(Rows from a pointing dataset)
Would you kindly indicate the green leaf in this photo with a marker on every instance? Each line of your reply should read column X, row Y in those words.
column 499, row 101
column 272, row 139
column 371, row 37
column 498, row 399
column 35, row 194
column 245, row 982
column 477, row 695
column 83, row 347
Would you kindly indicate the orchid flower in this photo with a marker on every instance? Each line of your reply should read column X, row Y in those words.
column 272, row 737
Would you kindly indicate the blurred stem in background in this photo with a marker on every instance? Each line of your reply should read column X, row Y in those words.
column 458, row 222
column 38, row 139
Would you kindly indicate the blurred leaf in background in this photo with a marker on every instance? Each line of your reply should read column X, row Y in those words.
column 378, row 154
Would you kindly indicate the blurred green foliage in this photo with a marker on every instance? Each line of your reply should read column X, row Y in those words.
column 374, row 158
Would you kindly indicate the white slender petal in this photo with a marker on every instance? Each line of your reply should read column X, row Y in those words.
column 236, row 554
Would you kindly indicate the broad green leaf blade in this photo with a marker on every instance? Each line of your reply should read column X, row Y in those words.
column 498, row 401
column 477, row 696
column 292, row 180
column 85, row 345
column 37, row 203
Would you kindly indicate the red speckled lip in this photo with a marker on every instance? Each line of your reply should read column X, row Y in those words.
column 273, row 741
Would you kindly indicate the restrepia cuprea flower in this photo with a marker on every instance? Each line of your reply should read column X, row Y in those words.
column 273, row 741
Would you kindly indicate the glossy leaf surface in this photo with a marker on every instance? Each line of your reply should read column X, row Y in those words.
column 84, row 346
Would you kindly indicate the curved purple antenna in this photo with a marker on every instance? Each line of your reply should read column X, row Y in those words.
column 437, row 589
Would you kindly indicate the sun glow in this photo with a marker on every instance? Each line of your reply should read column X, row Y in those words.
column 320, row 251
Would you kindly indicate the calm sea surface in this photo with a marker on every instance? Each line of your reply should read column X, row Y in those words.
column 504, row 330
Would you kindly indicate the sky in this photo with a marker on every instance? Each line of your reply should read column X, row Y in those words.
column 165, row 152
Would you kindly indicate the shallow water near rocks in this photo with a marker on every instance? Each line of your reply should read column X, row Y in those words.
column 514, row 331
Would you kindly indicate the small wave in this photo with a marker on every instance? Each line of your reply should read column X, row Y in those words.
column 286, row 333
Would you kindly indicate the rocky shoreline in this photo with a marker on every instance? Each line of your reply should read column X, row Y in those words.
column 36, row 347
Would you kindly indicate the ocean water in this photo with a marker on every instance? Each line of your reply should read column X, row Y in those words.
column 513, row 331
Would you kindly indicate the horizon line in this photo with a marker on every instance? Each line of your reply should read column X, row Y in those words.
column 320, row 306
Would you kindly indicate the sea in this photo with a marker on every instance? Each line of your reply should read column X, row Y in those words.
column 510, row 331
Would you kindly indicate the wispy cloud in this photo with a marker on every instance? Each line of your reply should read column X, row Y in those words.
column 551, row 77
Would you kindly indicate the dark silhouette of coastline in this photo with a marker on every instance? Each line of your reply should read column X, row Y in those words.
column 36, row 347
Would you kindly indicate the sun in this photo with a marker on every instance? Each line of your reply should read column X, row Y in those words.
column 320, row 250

- SHORT EXERCISE
Rewrite every one of the records above with "Would you kindly indicate" replaced by "Please mark", leaving all other text as it is.

- RESULT
Please mark the green leaf in this photo with a marker on every instance? Each line of your reply should read column X, row Y in those words.
column 499, row 101
column 272, row 139
column 371, row 37
column 498, row 399
column 35, row 194
column 245, row 982
column 477, row 695
column 83, row 347
Please mark the orchid flower in this photo with a marker on every instance? Each line of your reply should read column X, row Y in those words.
column 272, row 737
Please mark the blurred stem in background in this photo with a marker on every instance? Each line of your reply should read column X, row Y in those words.
column 458, row 222
column 38, row 139
Please mark the blurred leaf in background in this photo with a marker on every instance? Each line of your reply should read column X, row Y in those words.
column 378, row 154
Please mark the blurred green foliage in this photo with a marker on every instance? Each line of your reply should read column X, row Y in those words.
column 374, row 158
Please mark the white slender petal in this photo with a marker on every instance? Each line of your reply should read column X, row Y in those words.
column 236, row 554
Please mark the broad green leaf blade in this photo with a marker on every instance? Each line of your reply should read column X, row Y in those words.
column 498, row 401
column 477, row 696
column 292, row 180
column 85, row 345
column 37, row 203
Please mark the red speckled lip in this photo with a marker on every instance? Each line of your reply should read column X, row Y in those words.
column 273, row 741
Please mark the restrepia cuprea flower in this photo with a marker on every instance? Each line of your reply should read column X, row Y in those words.
column 273, row 741
Please mark the glossy leaf surface in this photo with a marker on every instance? Each line of your reply should read column X, row Y in those words.
column 84, row 346
Please mark the curved purple antenna in this photo with a marker on every instance? Each line of your reply should read column X, row Y in those words.
column 437, row 589
Please mark the sun glow in this photo with a marker on every instance? Each line of your reply should read column X, row Y in those words.
column 320, row 251
Please mark the calm sea surface in this photo with a marker on every instance? Each line of your reply should read column X, row Y in those words.
column 504, row 330
Please mark the sky in this photo with a marker on every instance? Each line of your reply should read column X, row Y in those words.
column 165, row 152
Please mark the shallow water near rocks in this photo with a marker on every instance? Each line of your reply should read column X, row Y in those words.
column 514, row 331
Please mark the small wave in this photo with a marker on every instance? Each line of your reply should read column X, row Y in those words.
column 286, row 333
Please mark the rocky shoreline in this photo with a marker on every instance? Each line of your reply should read column X, row Y in those words.
column 36, row 347
Please mark the ocean water in this photo with a marker on every instance? Each line of your reply should read column X, row Y in those words.
column 513, row 331
Please mark the horizon line in this photo with a marker on every instance? Each line of your reply should read column X, row Y in those words.
column 320, row 306
Please mark the sea in this photo with a marker on every instance? Each line of your reply should read column X, row Y in those words.
column 510, row 331
Please mark the wispy cloud in this photo with a marker on every instance? Each line of your reply should read column X, row Y in those words.
column 551, row 77
Please mark the dark silhouette of coastline in this photo with a marker on every instance? Each line of your reply should read column X, row Y in those words.
column 36, row 347
Please mark the sun in this photo with a marker on every instance? Each line of your reply should read column X, row Y in those words.
column 320, row 250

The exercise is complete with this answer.